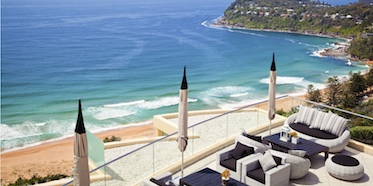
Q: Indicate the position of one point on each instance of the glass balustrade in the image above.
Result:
(129, 165)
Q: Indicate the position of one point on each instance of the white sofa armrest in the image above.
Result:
(279, 175)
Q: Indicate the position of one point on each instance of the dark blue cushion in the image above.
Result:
(257, 174)
(256, 138)
(229, 164)
(317, 133)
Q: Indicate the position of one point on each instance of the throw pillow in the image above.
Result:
(241, 151)
(305, 115)
(331, 122)
(299, 153)
(317, 121)
(339, 126)
(256, 138)
(325, 121)
(267, 162)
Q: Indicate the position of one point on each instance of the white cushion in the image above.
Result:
(267, 162)
(305, 115)
(331, 122)
(318, 119)
(325, 121)
(339, 126)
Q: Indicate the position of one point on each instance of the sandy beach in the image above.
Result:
(57, 157)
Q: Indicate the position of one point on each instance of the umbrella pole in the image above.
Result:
(270, 125)
(182, 164)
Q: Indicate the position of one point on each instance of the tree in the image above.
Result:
(348, 99)
(313, 94)
(369, 78)
(334, 91)
(357, 84)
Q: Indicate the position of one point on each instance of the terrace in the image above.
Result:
(209, 132)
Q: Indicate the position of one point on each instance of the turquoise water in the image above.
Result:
(125, 61)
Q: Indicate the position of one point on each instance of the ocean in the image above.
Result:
(125, 60)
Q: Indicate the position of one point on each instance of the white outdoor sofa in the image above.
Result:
(327, 129)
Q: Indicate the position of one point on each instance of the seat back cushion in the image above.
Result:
(318, 119)
(325, 122)
(299, 153)
(338, 125)
(305, 115)
(241, 151)
(267, 161)
(256, 138)
(229, 164)
(257, 174)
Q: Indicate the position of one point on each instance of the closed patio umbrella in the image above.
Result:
(182, 138)
(81, 170)
(272, 93)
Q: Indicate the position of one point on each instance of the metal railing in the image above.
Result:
━━━━━━━━━━━━━━━━━━━━━━━━━━━━━━
Prompt: Would you print all of the entries exactly, omitting any image?

Result:
Q: Indicate the position of one point on each instance of the glass balustrade in the image above.
Result:
(129, 165)
Q: Indicate the position of one point on each instance of the white sofa armrest in the image above.
Result:
(279, 175)
Q: Indicate the position of one point on each instance of the dark blue cushion in the image above.
Result:
(257, 174)
(256, 138)
(229, 164)
(317, 133)
Q: Indicate the position of one point on each instance of the throw pillow in the image above.
Result:
(241, 151)
(305, 115)
(331, 122)
(299, 153)
(317, 121)
(339, 126)
(256, 138)
(325, 121)
(267, 162)
Q: Indicate the position of one point on each instance of the white cushion in the image above.
Result:
(267, 162)
(305, 115)
(331, 122)
(318, 119)
(325, 121)
(339, 126)
Q: Indicate the position of one point on each instance of the sandy beach in the image above.
Result:
(57, 157)
Q: Indicate the position of one point on each instance of the umbrella pole in the image above.
Result:
(270, 125)
(182, 164)
Q: Indicate the position of one point on each instance of the tree in the image above.
Result:
(348, 99)
(313, 94)
(369, 78)
(334, 91)
(357, 84)
Q: Indicate the position of one point on each instance of the terrace in the image above.
Result:
(209, 132)
Q: Indicate the position of one point on each instance of the turquoise water in the image above.
Result:
(125, 61)
Q: Indicate the position of one point on each instance of the ocean in the image above.
Result:
(125, 60)
Q: Indicate the position of one point on each instance of the white outdoor sofa in the image above.
Result:
(327, 129)
Q: Indicate the position of one point on each instance of the seat back cushion in the image above.
Result:
(318, 119)
(325, 122)
(299, 153)
(338, 125)
(305, 115)
(241, 151)
(267, 161)
(256, 138)
(229, 164)
(257, 174)
Q: Indicate the position of one point on each instance of the closed patio umbrella in the image above.
Result:
(182, 138)
(81, 170)
(272, 93)
Q: Indicate the position of one point on each instance of the metal railing in the image above.
Result:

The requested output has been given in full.